Task to carry out
Write the next part of the mailing-list discussion about setting the environment for Beam's external transforms and expansion service, starting right after its final line.

Extract to read

I would absolutely understand this, if it would be mostly impossible or at least really hard to get the user friendly behavior. But we are mostly there in this case. When we can actually quite simply pass the supported environment via parameter, I think we should go for it.

I have created a sketch (I verified that when the ExpansionService is patched 'enough' this works) in [1]. This is only a sketch, because we first must know how to support the default execution environment in ExpansionService.

[1] https://github.com/apache/beam/pull/15099/files

On 6/29/21 11:51 PM, Chamikara Jayalath wrote:


On Tue, Jun 29, 2021 at 2:39 PM Jan Lukavský <je...@seznam.cz <mailto:je...@seznam.cz>> wrote:

    On 6/29/21 11:04 PM, Robert Bradshaw wrote:
    > You can configure the environment in the current state, you just
    have
    > to run your own expansion service that has a different environment
    > backed into it (or, makes this configurable).
    Yes, that is true. On the other hand that lacks some
    user-friendliness,
    because ideally, you don't want to worry about expansion services,
    mostly when it comes to some mostly standard IO. The ideal case is
    that
    you either do not basically know that you use external transform
    (which
    is probably the case when you can use docker), or you are able to
    overcome the problem within the SDK (Python) by passing some
    argument to
    the input transform.


Arguments passed to the pipeline level apply to the whole pipeline (not just one transform). So if you pass in a default environment (and configs) at pipeline level, that would mean the default environment and configs used by the pipeline (so Python SDK in this case) not a specific transform. I believe we have made usage of external transforms used-friendly for the general case. But we had to make some assumptions. For example we assumed, * user will be using the default environment of the expansion service (Docker in this case) * User will be using the pre-specified dependency only (sdks:java:io:expansion-service:shadowJar for Kafka)
* User will be in an environment where the jar can be downloaded.

Given data
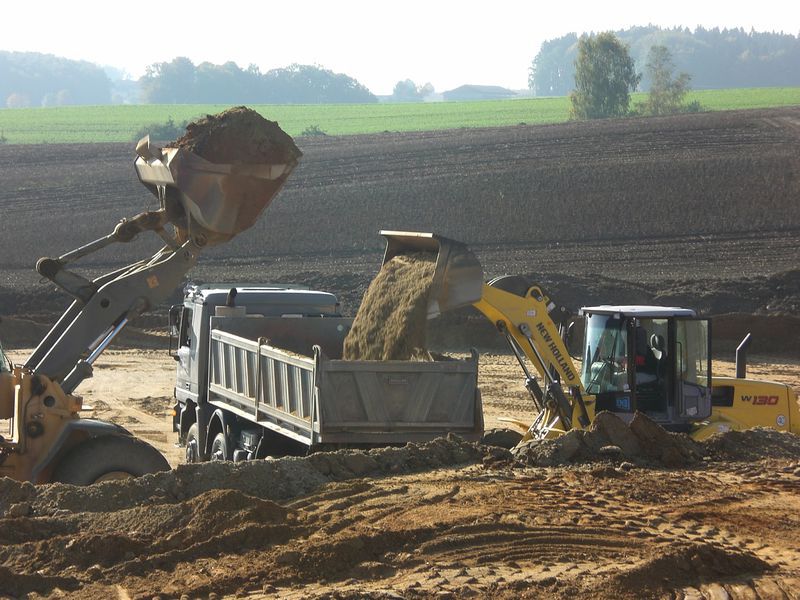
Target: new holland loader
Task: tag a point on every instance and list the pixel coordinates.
(653, 359)
(204, 204)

Reply
I would consider any use-case where these basic assumptions cannot be met as an advanced use-case. The solution in such a case would be to start a custom expansion service and pass the address of it as a parameter to the transform [1]. I'm fine with extending the capabilities of Java expansion service by adding more parameters (for example, for overriding the environment, for specifying dependencies, for providing pipeline options).

Thanks,
Cham

[1] https://github.com/apache/beam/blob/b86fcf94af26a240777f30f8193a314cb7ffc87e/sdks/python/apache_beam/io/kafka.py#L133 <https://github.com/apache/beam/blob/b86fcf94af26a240777f30f8193a314cb7ffc87e/sdks/python/apache_beam/io/kafka.py#L133>

    >
    > Is option (1) updating the default expansion service such that
    one can
    > override default environment properties on the command line? (You
    > would still have to start it up manually to use it.)
    Yes and no. :) Updating ExpansionService so that you can specify
    default
    environment on command like makes this accessible to
    JavaJarExpansionService, and that makes it possible to add (optional)
    argument to Python Kafka IO, that would delegate this to the
    (automatically) started expansion service. It is important to note
    that
    both ReadFromKafka and WriteToKafka have expansion that involves only
    single external (Java) SDK. That simplifies things.
    >
    > Maybe it would help to make things more concrete. Suppose I have
    a Go
    > pipeline that uses a library which invokes a Python external
    transform
    > to do ML (say, via TFX), and two Java IOs (which happen to have
    > mutually exclusive dependencies). The ML transform itself uses
    Java to
    > invoke some SQL.
    >
    > The way things work currently is each external transform will
    have an
    > associated fully specified environment and a runner can use
    docker to
    > start up the required workers at the expected time.
    >
    > Now, suppose one doesn't have docker on the workers. One wants
    to run this with
    >
    >      ./my_pipeline --someFlag=someValue
    --someOtherFlag=someOtherValue ...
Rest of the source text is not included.